**Exercise brief**
Return every entry exactly as written.

Start of Given data

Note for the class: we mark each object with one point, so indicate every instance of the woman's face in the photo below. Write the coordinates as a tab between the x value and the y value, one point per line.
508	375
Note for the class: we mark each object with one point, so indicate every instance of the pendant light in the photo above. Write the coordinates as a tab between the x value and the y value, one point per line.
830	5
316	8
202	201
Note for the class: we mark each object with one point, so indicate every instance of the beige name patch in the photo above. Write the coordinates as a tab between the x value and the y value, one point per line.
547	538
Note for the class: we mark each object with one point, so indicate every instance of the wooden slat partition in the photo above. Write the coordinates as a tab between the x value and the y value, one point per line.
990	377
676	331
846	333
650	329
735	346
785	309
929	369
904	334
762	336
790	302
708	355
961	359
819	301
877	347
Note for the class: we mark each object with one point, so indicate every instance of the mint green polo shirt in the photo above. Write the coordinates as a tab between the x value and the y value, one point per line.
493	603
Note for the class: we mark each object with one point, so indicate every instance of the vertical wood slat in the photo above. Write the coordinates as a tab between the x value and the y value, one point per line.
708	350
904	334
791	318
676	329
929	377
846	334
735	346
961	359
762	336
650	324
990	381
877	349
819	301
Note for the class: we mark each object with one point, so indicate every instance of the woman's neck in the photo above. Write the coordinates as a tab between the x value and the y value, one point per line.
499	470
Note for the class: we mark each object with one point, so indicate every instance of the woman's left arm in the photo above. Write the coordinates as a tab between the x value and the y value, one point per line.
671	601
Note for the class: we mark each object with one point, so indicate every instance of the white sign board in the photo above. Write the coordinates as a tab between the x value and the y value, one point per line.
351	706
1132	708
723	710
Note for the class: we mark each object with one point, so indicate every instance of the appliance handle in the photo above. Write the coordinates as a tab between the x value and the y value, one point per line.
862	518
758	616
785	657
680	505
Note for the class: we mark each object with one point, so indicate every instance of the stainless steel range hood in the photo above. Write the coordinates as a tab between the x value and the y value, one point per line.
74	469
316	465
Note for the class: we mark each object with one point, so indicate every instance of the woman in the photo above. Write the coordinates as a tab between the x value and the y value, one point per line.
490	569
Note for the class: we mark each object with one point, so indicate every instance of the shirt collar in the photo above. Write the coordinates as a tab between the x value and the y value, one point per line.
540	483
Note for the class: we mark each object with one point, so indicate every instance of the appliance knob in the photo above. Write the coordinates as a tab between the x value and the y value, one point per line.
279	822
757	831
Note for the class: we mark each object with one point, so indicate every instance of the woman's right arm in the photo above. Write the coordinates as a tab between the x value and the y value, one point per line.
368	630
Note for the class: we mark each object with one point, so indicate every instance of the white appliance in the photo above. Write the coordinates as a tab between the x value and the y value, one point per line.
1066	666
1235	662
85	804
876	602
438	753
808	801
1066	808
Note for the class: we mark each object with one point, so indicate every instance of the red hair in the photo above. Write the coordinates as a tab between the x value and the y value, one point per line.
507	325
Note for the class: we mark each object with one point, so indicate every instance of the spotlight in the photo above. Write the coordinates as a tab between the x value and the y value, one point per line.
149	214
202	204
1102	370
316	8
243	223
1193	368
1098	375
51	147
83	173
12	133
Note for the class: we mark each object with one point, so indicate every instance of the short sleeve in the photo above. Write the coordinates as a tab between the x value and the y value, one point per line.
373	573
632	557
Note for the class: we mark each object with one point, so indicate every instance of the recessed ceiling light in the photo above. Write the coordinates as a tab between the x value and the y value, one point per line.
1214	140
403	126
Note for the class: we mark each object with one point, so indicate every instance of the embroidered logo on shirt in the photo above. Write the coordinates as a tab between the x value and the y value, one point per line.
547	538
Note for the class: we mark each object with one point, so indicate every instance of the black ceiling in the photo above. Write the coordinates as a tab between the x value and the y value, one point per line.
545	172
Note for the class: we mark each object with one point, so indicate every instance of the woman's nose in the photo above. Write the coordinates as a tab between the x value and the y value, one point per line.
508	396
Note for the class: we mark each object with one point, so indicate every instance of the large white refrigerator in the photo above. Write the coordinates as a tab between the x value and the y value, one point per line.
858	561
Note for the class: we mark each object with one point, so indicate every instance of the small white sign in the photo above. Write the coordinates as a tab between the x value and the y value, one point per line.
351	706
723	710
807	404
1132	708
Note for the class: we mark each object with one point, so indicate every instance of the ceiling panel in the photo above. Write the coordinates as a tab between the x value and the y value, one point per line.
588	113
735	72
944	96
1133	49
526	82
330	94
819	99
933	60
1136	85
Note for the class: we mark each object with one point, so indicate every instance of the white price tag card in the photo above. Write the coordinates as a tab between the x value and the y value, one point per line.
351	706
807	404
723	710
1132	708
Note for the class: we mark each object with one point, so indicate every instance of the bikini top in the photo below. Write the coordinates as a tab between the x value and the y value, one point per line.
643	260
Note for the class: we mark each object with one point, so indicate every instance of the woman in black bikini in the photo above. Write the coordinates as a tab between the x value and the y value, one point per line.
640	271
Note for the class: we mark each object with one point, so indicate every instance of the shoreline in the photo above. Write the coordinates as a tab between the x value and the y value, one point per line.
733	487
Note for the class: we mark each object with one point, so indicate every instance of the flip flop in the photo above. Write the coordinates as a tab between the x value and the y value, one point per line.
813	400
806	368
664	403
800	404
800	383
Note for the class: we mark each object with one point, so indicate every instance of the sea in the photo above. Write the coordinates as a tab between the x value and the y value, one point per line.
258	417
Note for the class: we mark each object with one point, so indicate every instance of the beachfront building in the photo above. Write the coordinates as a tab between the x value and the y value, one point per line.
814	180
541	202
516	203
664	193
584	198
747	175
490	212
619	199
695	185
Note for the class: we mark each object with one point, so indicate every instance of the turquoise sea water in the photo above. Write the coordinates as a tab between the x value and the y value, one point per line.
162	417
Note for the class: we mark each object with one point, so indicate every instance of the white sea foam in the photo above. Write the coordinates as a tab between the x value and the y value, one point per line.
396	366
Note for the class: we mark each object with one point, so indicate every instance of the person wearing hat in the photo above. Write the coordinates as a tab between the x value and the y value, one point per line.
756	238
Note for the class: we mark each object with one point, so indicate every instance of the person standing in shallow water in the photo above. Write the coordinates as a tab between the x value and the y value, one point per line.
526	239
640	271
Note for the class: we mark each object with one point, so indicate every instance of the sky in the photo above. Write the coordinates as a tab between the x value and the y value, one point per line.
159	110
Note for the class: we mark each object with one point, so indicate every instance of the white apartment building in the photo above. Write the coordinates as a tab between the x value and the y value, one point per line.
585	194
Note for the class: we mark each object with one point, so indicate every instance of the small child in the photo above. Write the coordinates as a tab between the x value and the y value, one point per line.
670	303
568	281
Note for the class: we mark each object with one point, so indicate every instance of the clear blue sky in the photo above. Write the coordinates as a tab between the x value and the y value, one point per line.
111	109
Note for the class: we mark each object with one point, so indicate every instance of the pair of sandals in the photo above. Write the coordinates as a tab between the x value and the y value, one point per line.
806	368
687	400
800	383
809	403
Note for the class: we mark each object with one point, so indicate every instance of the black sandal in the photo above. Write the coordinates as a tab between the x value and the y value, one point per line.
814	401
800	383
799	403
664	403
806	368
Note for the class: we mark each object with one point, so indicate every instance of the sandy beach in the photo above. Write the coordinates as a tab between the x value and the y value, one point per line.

End of Given data

**Exercise output**
Note for the class: we mark each object with one point, so indicate every instance of the woman's face in the photo below. Write the coordinates as a tab between the x value and the y value, one point per line.
508	375
Note for the class: we mark each object with one point, so indicate every instance of the pendant light in the photo above. Write the coordinates as a tab between the x value and the y value, one point per line.
830	5
316	8
202	201
Note for the class: we mark each object with one point, so indicate every instance of the beige name patch in the photo above. Write the coordinates as a tab between the x value and the y value, one point per line.
547	538
Note for the class: we mark each object with one point, so indicate every instance of the wooden slat partition in the photo above. Write the coordinates as a tab between the x value and the y value, one point per line.
990	377
676	331
846	333
650	329
735	346
785	309
929	369
904	334
762	336
790	302
708	355
961	359
819	301
877	347
Note for the class: we mark each object with one point, so indicate every instance of the mint green polo shirt in the photo above. Write the coordinates as a tab between the x value and the y value, one point per line.
493	603
Note for the class: we mark each object with one point, so indicate every instance of the vertical wood slat in the photo above. Write the coordinates as a tab between the x value and the y value, one point per line.
708	350
904	334
791	318
676	329
929	377
846	334
735	346
961	359
762	336
650	324
990	381
877	349
819	301
Note for the class: we mark each object with one point, so indicate every instance of the woman's neck in the photo above. Write the coordinates as a tab between the x value and the y value, one point per line.
499	470
Note for the class: we mark each object with one point, so indicate every instance of the woman's left arm in the photo above. Write the coordinates as a tab between the x value and the y value, one point per line.
671	601
Note for the class: we mark each object with one point, so indicate every instance of the white sign board in the photo above. Write the coordinates as a tab between the x value and the y value, one point per line.
351	706
1132	708
723	710
Note for the class: we mark each object with one point, so indicate every instance of the appliance handle in the photo above. Write the coordinates as a tab between the x value and the y value, one point per line.
862	518
758	616
785	657
680	505
Note for the class: we mark each object with one point, so indicate every instance of the stainless steel range hood in the photo above. Write the coordinates as a tab between the x value and the y value, one point per line.
74	469
316	465
Note for the class: we mark each object with one point, so indicate every instance of the woman in the photo above. Write the coordinates as a tab between the x value and the y value, one point per line.
490	569
Note for the class: we mark each object with one point, so indicate every instance of the shirt collar in the photo above. Write the coordinates as a tab between the x value and the y value, one point per line.
540	483
Note for the class: we mark each object with one point, so indicate every instance of the appliance knob in the photo above. Write the coordinates as a tab between the x value and the y value, one point per line.
279	822
757	831
Note for the class: we mark each object with one point, so indicate every instance of the woman's right arm in the photo above. Write the coordinates as a tab between the x value and the y value, one point per line.
368	630
Note for the class: we mark each object with one point, so indicate every instance of the white appliance in the photo above. Write the coordinates as a tab between the x value and the y value, one point per line.
1066	666
1235	662
85	804
876	602
438	753
808	801
1066	808
Note for the class: we mark each object with one point, so indicate every instance of the red hair in the photo above. Write the coordinates as a tab between the x value and the y value, one point per line.
507	325
Note for the class: we mark each object with one point, so indicate every instance of the spotlight in the photo above. Write the coordinates as a tab between the x value and the y value, one point per line.
149	214
202	204
1102	370
316	8
243	223
1193	368
1098	375
51	147
83	173
12	133
Note for the class: we mark each object with one point, so indicate every instance of the short sleeve in the photo above. Write the coordinates as a tab between the x value and the y value, one point per line.
373	573
632	557
Note for the class: we mark each object with one point, so indicate every instance of the recessed ceiling light in the photo above. Write the coordinates as a tab between the x value and the y value, one point per line.
1214	140
403	126
Note for the class: we mark each object with one point, so indicate every instance of the embroidered logo on shirt in the photo above. Write the coordinates as a tab between the x value and the y value, one point per line.
547	538
Note for the class: we mark each object with one point, so indicate every instance of the black ceiling in the photo above. Write the coordinates as a tab between the x value and the y value, one point per line.
545	172
Note for the class: we mark each object with one point, so indicate every instance of the woman's nose in the photo above. Write the coordinates as a tab between the x value and the y value, one point per line.
508	396
Note for the class: we mark each object with one point, so indicate every instance of the large white refrigerator in the photo above. Write the coordinates as a tab between the x value and the y value, one point per line.
858	561
Note for the class: we mark each object with one point, so indicate every instance of the small white sign in the photo above. Write the coordinates as a tab between the x value and the y value, one point per line.
351	706
723	710
807	404
1132	708
Note for the class: we mark each object with one point, so indicate every instance of the ceiling panel in the photo above. Write the coordinates as a tab between the x value and the y value, one point per line.
588	113
735	72
944	96
1133	49
526	82
330	94
819	99
933	60
1136	85
Note for the class: we mark each object with one point, so indicate every instance of the white price tag card in the photo above. Write the coordinates as a tab between the x value and the y value, one point per line.
351	706
807	404
723	710
1132	708
Note for the class: we mark each object with one point, so indicate every instance of the bikini top in the photo below. Write the coordinates as a tab between the x value and the y value, one point per line.
643	260
Note for the class: we mark each object with one point, so indicate every instance of the woman in black bikini in the photo above. Write the coordinates as a tab between the x value and the y value, one point per line.
640	271
Note for the class: we mark each object with one point, so indicate every instance of the shoreline in the photo above. Write the coordinates as a tab between the x value and the y value, one point per line.
733	487
Note for the class: we mark each object with one point, so indicate every instance of the flip flop in the photo above. Write the coordinates as a tab between the x value and the y value, one point per line.
813	400
806	368
664	403
800	404
800	383
Note for the class: we mark each object with one point, so indicate every instance of the sea in the photo above. Write the coordinates as a tab between the x value and the y value, one point per line.
258	417
Note for the class: we mark each object with one point, so indicate every instance of the beachfront building in the photo above. Write the coordinates as a tab between the x value and the y value, one point per line.
814	180
541	202
516	203
664	193
584	198
747	175
490	212
619	199
695	185
Note for the class: we mark each object with one point, so indicate every instance of the turquoise sea water in the photo above. Write the coordinates as a tab between the x value and the y value, one point per line.
162	417
Note for the class: we mark each object with one point, so indicate every instance of the white sea foam in the photo above. Write the coordinates as a tab between the x value and the y value, one point per line.
396	366
Note for the class: we mark each object with one point, so indicate every instance of the person wearing hat in the photo above. Write the coordinates as a tab between the x value and the y value, one point per line.
756	238
Note for the class: we mark each object with one point, so indicate every instance of the person standing in shallow water in the photo above. Write the coordinates as a tab between the x value and the y value, one point per line.
526	239
640	271
Note for the class: we mark each object with one point, so indicate every instance of the sky in the photo above. Write the coordinates as a tab between the x value and the y value, one point per line.
159	110
Note for the class: we mark each object with one point, so indicate every instance of the white apartment building in the photo above. Write the coordinates as a tab between the x value and the y value, one point per line.
585	194
Note for the class: we mark each object with one point, so indicate every instance of the small child in the photo above. Write the coordinates as a tab between the x value and the y value, one point per line.
670	303
568	281
Note for the class: we mark each object with one point, so indicate every instance of the clear blue sky in the photo above. Write the coordinates as a tab between the x value and the y value, one point per line.
111	109
Note for the class: we mark each object with one point, so indicate every instance of the pair of sandals in the photo above. Write the coordinates as a tab between the x value and the y value, one point per line.
806	368
687	400
800	383
809	403
Note for the class: we mark each object with one point, so indicate every instance of the black sandal in the photo above. Write the coordinates as a tab between the x value and the y value, one point per line.
814	401
800	383
799	403
664	403
806	368
Note for the class: we mark each object with one point, so indicate every instance of the sandy beach in the photo above. Write the coordinates as a tab between the x value and the y value, one point per line.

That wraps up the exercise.